#### RECORDS FOR THIS EXERCISE ####

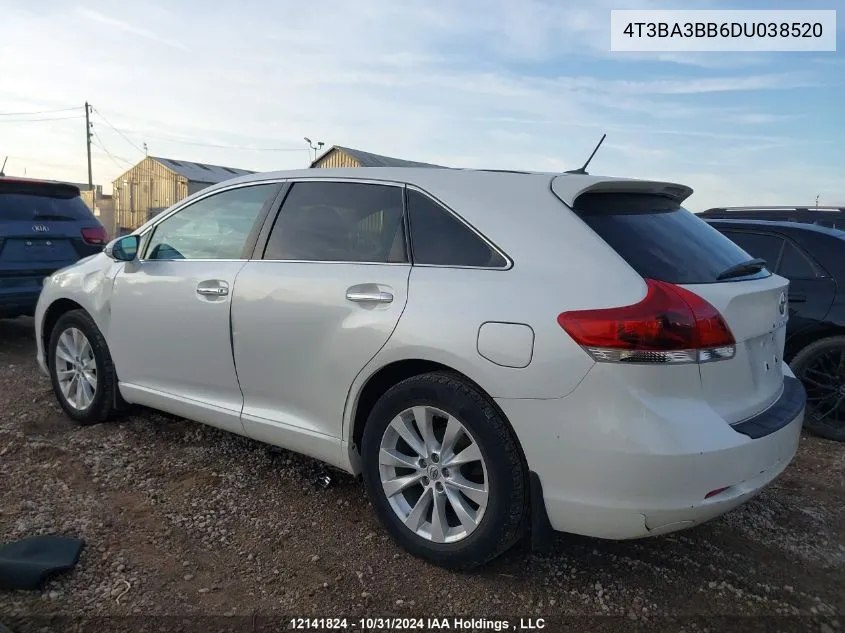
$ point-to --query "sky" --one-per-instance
(502, 84)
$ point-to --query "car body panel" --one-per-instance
(35, 241)
(816, 305)
(294, 331)
(152, 357)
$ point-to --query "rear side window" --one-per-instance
(794, 265)
(32, 204)
(438, 238)
(660, 239)
(767, 247)
(339, 222)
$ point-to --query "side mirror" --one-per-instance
(123, 249)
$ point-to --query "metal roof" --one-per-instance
(368, 159)
(201, 172)
(786, 225)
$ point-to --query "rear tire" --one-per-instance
(81, 369)
(821, 367)
(464, 508)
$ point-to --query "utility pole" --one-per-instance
(88, 136)
(316, 147)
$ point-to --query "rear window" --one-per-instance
(33, 203)
(660, 239)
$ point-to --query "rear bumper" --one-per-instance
(618, 472)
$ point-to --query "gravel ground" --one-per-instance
(181, 519)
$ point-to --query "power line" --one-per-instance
(195, 143)
(125, 138)
(39, 111)
(111, 156)
(59, 118)
(238, 147)
(102, 146)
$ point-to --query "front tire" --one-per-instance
(821, 367)
(81, 369)
(444, 471)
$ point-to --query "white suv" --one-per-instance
(497, 353)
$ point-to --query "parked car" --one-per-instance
(833, 217)
(813, 259)
(495, 353)
(44, 226)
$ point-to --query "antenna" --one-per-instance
(583, 169)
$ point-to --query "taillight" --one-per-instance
(94, 235)
(670, 325)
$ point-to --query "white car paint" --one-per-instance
(621, 451)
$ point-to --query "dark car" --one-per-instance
(833, 217)
(812, 257)
(44, 226)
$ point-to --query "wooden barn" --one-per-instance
(337, 156)
(156, 183)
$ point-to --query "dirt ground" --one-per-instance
(182, 520)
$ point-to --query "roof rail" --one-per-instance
(779, 208)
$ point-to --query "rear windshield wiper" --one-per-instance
(745, 268)
(52, 216)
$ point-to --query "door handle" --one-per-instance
(213, 289)
(368, 293)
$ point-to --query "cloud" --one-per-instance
(479, 83)
(129, 28)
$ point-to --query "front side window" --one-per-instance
(339, 222)
(216, 227)
(438, 238)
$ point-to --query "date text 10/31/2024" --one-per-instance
(416, 624)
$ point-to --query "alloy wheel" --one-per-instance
(823, 375)
(76, 368)
(433, 474)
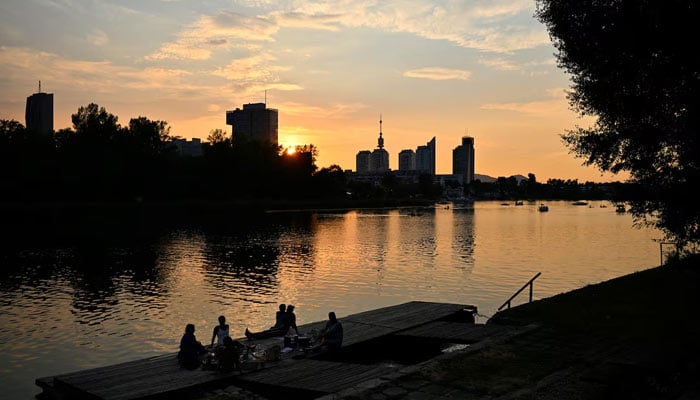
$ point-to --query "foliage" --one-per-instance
(632, 69)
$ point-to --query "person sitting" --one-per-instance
(228, 355)
(286, 321)
(190, 349)
(332, 335)
(280, 317)
(220, 332)
(291, 320)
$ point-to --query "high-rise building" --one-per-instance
(255, 122)
(425, 157)
(380, 157)
(407, 160)
(38, 115)
(463, 160)
(362, 161)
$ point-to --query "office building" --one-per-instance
(255, 122)
(38, 114)
(407, 160)
(425, 157)
(463, 160)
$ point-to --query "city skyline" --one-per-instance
(432, 69)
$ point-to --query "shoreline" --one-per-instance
(631, 337)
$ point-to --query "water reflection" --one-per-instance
(88, 300)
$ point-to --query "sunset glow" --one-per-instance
(441, 69)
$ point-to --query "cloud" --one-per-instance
(490, 25)
(223, 30)
(556, 104)
(325, 111)
(438, 74)
(98, 38)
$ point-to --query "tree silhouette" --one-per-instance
(632, 69)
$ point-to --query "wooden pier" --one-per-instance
(370, 338)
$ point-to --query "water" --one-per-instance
(71, 305)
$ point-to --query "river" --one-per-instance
(84, 303)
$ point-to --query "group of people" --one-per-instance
(285, 320)
(228, 351)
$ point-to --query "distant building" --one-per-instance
(376, 161)
(425, 157)
(463, 160)
(380, 157)
(407, 160)
(362, 161)
(38, 114)
(255, 122)
(192, 148)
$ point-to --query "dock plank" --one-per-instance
(456, 331)
(161, 375)
(318, 376)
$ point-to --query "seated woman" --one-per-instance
(228, 355)
(332, 334)
(285, 321)
(190, 349)
(220, 332)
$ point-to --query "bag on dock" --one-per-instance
(274, 353)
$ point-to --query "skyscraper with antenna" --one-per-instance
(379, 161)
(38, 114)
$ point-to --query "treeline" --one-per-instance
(98, 160)
(512, 188)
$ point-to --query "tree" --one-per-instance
(95, 122)
(632, 70)
(149, 137)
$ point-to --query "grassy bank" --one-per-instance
(634, 337)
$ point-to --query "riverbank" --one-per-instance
(634, 337)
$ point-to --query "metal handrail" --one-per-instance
(529, 283)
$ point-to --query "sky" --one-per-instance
(443, 69)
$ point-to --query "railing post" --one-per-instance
(529, 283)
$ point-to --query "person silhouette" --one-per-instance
(190, 349)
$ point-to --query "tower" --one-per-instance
(379, 161)
(255, 122)
(463, 160)
(425, 157)
(38, 115)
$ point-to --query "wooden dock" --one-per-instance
(305, 376)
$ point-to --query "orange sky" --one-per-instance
(445, 69)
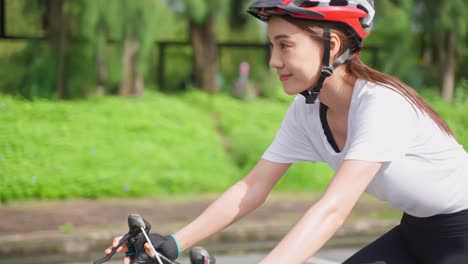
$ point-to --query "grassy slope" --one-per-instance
(153, 145)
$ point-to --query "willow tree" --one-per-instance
(445, 27)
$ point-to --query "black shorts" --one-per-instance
(439, 239)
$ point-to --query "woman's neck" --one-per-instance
(337, 91)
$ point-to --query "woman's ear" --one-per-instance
(335, 47)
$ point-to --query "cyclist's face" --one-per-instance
(294, 54)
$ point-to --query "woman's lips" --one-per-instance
(285, 77)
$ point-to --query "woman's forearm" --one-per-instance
(236, 202)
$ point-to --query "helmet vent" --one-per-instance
(363, 8)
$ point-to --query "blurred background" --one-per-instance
(160, 98)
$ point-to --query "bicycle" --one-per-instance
(137, 227)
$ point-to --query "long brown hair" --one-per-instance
(357, 68)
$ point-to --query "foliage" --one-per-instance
(108, 147)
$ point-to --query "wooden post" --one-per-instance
(161, 66)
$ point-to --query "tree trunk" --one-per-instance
(131, 83)
(448, 66)
(205, 53)
(57, 34)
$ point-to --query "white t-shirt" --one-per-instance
(425, 171)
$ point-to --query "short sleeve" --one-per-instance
(291, 143)
(382, 126)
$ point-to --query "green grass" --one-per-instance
(149, 146)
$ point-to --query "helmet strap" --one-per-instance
(327, 70)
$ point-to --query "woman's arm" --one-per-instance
(324, 218)
(237, 201)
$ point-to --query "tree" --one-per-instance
(445, 26)
(135, 25)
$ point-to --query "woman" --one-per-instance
(377, 133)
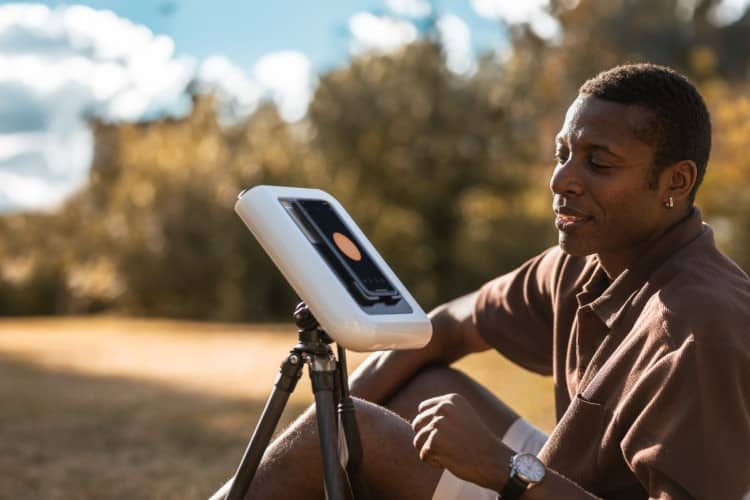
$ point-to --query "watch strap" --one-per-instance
(514, 488)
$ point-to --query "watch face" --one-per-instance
(529, 468)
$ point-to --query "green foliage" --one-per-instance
(446, 174)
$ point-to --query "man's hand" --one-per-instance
(450, 434)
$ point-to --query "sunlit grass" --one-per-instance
(122, 408)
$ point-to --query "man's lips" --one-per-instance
(568, 219)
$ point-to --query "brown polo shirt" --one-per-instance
(652, 371)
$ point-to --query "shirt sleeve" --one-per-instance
(514, 312)
(691, 437)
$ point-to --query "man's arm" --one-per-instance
(453, 337)
(451, 435)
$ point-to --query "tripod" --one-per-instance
(331, 390)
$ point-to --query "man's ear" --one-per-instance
(679, 179)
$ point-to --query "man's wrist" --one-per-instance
(499, 472)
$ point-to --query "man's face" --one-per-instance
(602, 199)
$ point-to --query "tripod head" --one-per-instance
(308, 329)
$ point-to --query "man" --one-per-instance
(639, 318)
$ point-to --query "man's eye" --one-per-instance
(598, 166)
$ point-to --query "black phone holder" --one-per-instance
(333, 406)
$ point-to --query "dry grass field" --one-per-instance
(110, 408)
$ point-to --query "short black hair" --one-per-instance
(680, 125)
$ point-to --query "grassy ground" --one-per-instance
(129, 409)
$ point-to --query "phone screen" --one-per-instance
(338, 238)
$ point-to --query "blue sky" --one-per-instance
(125, 60)
(245, 31)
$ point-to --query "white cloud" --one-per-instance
(456, 39)
(371, 33)
(56, 67)
(728, 11)
(410, 8)
(287, 76)
(237, 94)
(527, 11)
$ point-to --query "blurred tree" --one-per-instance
(446, 174)
(423, 158)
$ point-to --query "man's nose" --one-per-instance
(566, 179)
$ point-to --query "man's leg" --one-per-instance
(439, 380)
(292, 468)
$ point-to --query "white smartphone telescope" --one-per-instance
(333, 267)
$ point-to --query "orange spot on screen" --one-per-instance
(347, 247)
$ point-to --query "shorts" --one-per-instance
(521, 436)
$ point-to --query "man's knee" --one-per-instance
(429, 382)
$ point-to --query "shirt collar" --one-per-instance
(612, 301)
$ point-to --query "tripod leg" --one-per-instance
(351, 430)
(322, 375)
(289, 374)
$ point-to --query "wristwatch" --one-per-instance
(526, 470)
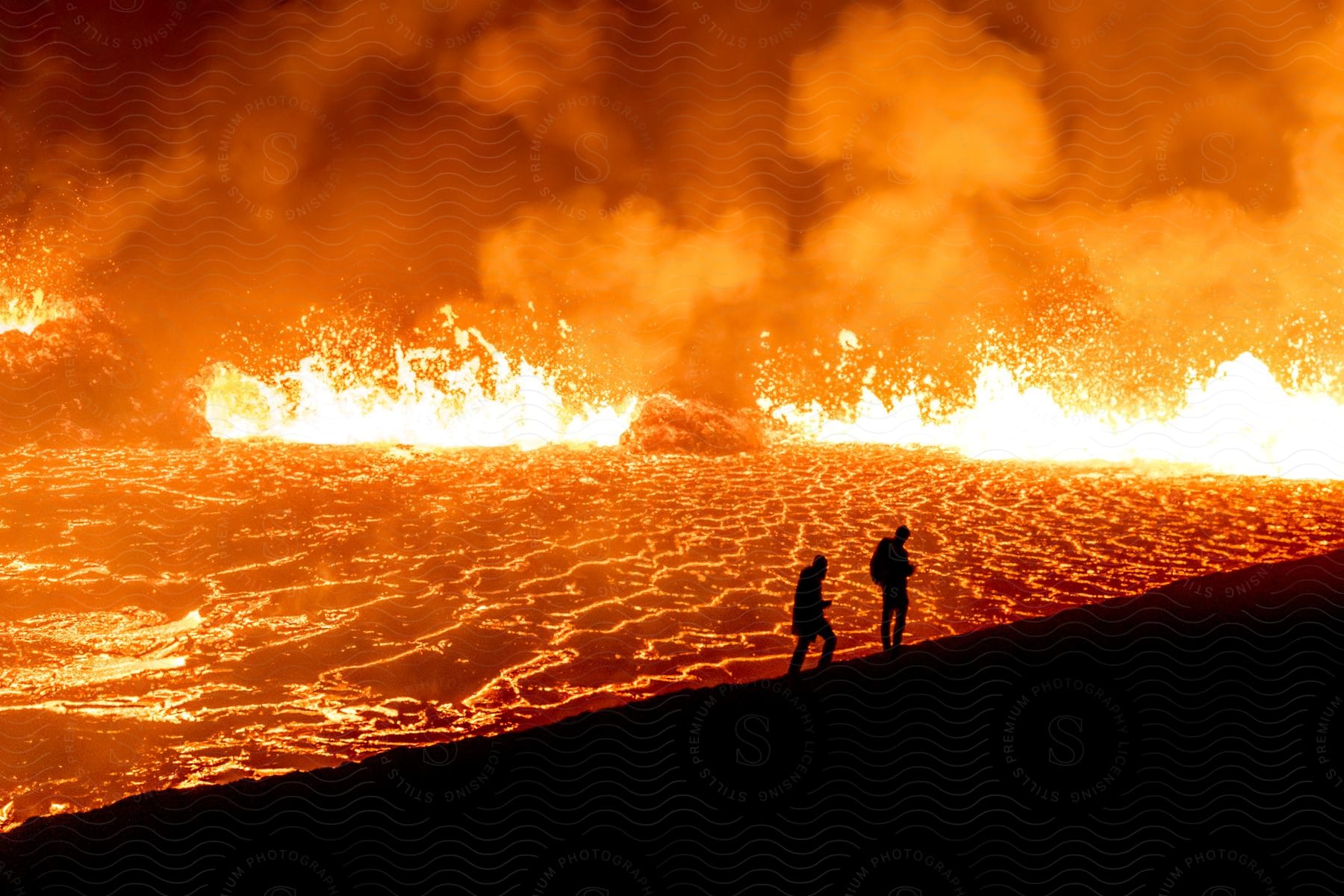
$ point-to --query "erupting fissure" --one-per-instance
(1241, 421)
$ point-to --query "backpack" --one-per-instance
(880, 566)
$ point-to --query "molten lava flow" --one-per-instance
(484, 402)
(28, 312)
(1242, 421)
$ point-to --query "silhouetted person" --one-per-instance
(808, 620)
(890, 568)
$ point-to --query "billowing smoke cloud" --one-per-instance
(1116, 191)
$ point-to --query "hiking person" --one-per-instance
(890, 567)
(808, 620)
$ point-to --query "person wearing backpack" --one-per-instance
(890, 567)
(808, 618)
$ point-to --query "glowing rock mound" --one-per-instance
(670, 425)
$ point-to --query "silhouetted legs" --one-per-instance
(894, 603)
(828, 647)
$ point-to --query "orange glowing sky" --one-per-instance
(821, 208)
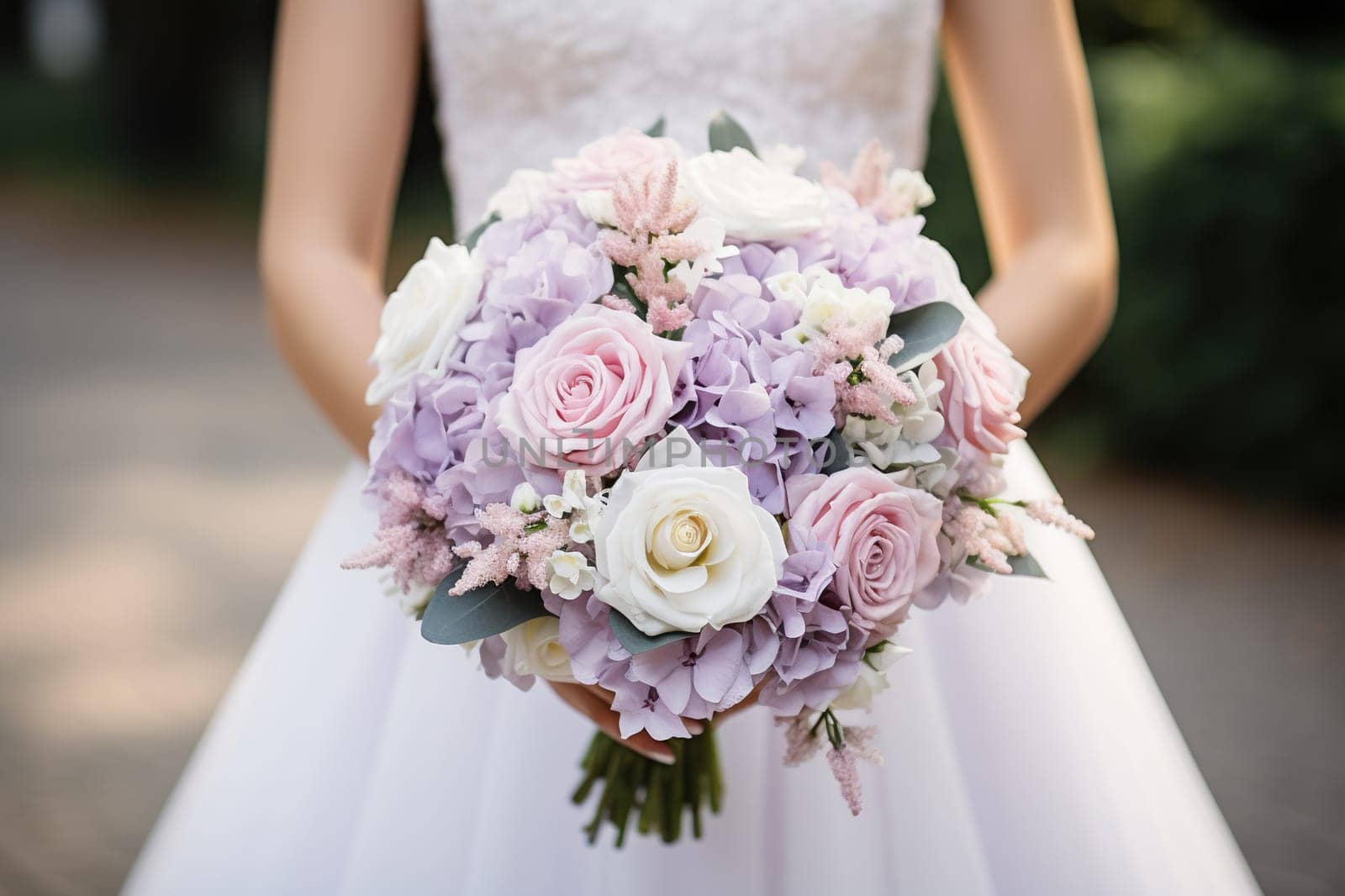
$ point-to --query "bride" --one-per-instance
(1029, 751)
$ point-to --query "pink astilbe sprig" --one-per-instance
(1052, 512)
(856, 360)
(520, 549)
(800, 741)
(847, 772)
(410, 537)
(650, 219)
(804, 741)
(874, 185)
(975, 533)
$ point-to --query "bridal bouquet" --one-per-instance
(694, 430)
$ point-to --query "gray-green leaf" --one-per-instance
(456, 619)
(470, 241)
(726, 134)
(925, 331)
(636, 640)
(838, 455)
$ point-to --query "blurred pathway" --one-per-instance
(159, 472)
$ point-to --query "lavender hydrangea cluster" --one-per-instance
(699, 432)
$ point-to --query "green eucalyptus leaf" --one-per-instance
(470, 241)
(636, 640)
(925, 331)
(456, 619)
(838, 458)
(1021, 564)
(726, 134)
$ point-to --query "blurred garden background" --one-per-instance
(159, 470)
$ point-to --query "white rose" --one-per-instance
(571, 573)
(423, 318)
(524, 194)
(535, 649)
(683, 546)
(753, 201)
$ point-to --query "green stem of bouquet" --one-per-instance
(657, 797)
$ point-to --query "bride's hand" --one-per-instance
(596, 704)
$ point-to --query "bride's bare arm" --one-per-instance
(1026, 111)
(342, 98)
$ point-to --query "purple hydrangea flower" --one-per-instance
(699, 676)
(755, 405)
(538, 271)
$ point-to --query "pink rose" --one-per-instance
(883, 535)
(591, 390)
(984, 389)
(602, 161)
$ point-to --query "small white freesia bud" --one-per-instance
(571, 573)
(525, 499)
(575, 488)
(908, 192)
(884, 658)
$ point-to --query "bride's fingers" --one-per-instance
(600, 712)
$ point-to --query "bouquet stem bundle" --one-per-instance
(656, 795)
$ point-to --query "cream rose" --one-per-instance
(600, 163)
(752, 199)
(423, 316)
(535, 649)
(683, 546)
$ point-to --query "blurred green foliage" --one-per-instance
(1224, 132)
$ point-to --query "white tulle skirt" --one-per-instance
(1028, 752)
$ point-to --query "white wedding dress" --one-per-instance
(1028, 748)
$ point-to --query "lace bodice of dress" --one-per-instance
(524, 81)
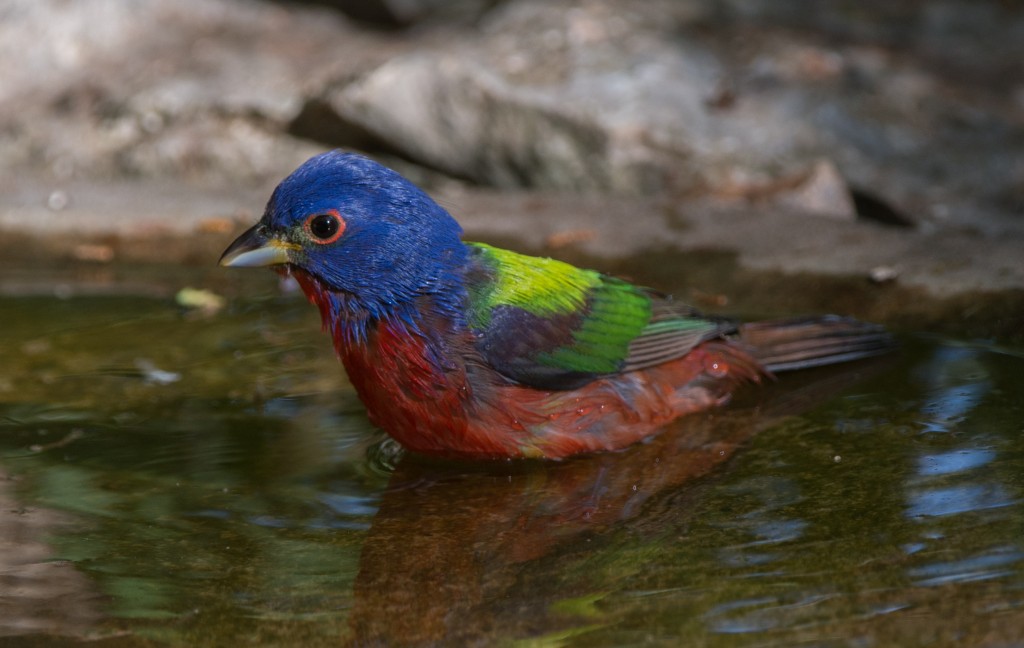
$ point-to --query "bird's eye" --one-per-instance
(325, 228)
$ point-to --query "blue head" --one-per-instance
(360, 229)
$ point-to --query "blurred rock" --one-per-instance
(197, 89)
(133, 123)
(401, 13)
(637, 96)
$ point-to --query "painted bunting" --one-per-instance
(466, 350)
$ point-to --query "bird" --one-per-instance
(466, 350)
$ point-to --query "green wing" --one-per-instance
(547, 324)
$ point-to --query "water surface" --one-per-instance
(173, 478)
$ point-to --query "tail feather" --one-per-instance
(783, 345)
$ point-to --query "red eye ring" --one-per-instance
(325, 228)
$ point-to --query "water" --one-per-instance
(200, 480)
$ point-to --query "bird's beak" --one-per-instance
(254, 248)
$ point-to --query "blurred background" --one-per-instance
(183, 463)
(878, 139)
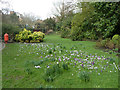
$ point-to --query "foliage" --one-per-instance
(27, 36)
(10, 29)
(84, 76)
(65, 66)
(96, 21)
(110, 43)
(115, 38)
(50, 24)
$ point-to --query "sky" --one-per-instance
(39, 8)
(42, 9)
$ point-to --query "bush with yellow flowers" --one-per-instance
(27, 36)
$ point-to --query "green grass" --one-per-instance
(16, 59)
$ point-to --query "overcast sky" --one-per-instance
(39, 8)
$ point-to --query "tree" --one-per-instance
(63, 9)
(49, 23)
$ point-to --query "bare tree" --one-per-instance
(63, 8)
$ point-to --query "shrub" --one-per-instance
(115, 38)
(65, 32)
(27, 36)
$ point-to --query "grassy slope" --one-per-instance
(13, 67)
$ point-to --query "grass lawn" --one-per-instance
(58, 63)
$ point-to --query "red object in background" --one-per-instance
(6, 38)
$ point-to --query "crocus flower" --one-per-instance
(82, 65)
(48, 66)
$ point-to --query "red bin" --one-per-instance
(6, 38)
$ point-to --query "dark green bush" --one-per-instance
(84, 76)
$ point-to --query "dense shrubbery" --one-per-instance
(94, 22)
(28, 36)
(110, 43)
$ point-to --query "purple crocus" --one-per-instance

####

How many lines of the material above contain the string "lips"? Match case exactly, and reply with the number alone.

**ANSWER TO THIS PROBLEM**
2